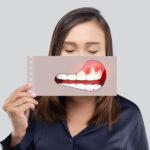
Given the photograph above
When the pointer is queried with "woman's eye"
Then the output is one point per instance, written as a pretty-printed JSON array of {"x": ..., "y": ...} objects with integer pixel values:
[
  {"x": 69, "y": 51},
  {"x": 93, "y": 52}
]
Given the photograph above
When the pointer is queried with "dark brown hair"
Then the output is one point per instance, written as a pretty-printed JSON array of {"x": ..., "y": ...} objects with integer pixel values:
[{"x": 52, "y": 108}]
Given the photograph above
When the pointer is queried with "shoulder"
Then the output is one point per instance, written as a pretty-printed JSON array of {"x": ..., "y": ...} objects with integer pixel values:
[{"x": 129, "y": 110}]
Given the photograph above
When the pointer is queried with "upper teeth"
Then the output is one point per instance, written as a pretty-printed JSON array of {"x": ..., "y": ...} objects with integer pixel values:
[{"x": 81, "y": 75}]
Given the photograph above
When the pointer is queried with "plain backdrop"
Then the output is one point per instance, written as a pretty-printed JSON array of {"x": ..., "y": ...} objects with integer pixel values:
[{"x": 26, "y": 28}]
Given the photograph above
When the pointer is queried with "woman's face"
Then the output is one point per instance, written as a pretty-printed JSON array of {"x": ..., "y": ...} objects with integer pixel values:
[{"x": 85, "y": 39}]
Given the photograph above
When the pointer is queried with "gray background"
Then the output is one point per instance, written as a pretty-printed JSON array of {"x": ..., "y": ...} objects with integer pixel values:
[{"x": 26, "y": 28}]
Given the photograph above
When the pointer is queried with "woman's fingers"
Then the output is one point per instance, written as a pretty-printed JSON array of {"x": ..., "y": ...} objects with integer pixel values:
[
  {"x": 20, "y": 109},
  {"x": 23, "y": 100},
  {"x": 23, "y": 88},
  {"x": 18, "y": 95}
]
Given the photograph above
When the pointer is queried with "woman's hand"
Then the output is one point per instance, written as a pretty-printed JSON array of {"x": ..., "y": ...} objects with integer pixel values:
[{"x": 17, "y": 106}]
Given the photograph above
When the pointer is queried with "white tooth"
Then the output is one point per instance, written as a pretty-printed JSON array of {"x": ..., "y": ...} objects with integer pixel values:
[
  {"x": 89, "y": 87},
  {"x": 65, "y": 84},
  {"x": 63, "y": 76},
  {"x": 91, "y": 75},
  {"x": 81, "y": 75},
  {"x": 80, "y": 86},
  {"x": 98, "y": 75},
  {"x": 72, "y": 76},
  {"x": 58, "y": 76},
  {"x": 72, "y": 85},
  {"x": 96, "y": 86}
]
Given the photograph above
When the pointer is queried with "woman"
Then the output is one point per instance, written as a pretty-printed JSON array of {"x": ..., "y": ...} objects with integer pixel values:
[{"x": 75, "y": 122}]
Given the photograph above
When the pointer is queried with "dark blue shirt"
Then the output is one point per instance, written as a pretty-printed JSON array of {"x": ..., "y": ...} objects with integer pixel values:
[{"x": 128, "y": 133}]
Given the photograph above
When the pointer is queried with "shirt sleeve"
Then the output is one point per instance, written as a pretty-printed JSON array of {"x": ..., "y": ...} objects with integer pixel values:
[
  {"x": 25, "y": 144},
  {"x": 138, "y": 139}
]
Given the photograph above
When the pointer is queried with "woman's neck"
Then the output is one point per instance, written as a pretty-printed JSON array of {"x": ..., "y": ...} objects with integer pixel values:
[{"x": 79, "y": 108}]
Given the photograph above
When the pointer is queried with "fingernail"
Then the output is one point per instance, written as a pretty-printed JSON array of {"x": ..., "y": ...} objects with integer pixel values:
[
  {"x": 33, "y": 94},
  {"x": 30, "y": 84}
]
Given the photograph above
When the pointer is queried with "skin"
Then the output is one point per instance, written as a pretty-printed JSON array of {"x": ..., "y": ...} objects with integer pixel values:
[
  {"x": 82, "y": 40},
  {"x": 79, "y": 108}
]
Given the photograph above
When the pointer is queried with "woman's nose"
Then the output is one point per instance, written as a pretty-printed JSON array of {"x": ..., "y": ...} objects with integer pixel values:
[{"x": 81, "y": 53}]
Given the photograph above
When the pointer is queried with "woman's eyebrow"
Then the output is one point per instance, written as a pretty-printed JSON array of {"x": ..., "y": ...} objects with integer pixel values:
[
  {"x": 91, "y": 43},
  {"x": 70, "y": 43}
]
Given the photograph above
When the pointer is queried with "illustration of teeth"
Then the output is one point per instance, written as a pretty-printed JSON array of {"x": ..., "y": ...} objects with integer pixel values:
[
  {"x": 81, "y": 75},
  {"x": 91, "y": 76},
  {"x": 72, "y": 76},
  {"x": 96, "y": 86},
  {"x": 80, "y": 86},
  {"x": 72, "y": 85},
  {"x": 62, "y": 76},
  {"x": 88, "y": 87},
  {"x": 98, "y": 75},
  {"x": 65, "y": 84}
]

────────────────────

● Exercise details
Filter the records and copy each line that contains the string "shirt", keeping only those lines. Case counts, so match it with the same capitalization.

● Expected answer
When the pointer is queried with "dark blue shirt"
When the pointer is queried with "shirt sleeve"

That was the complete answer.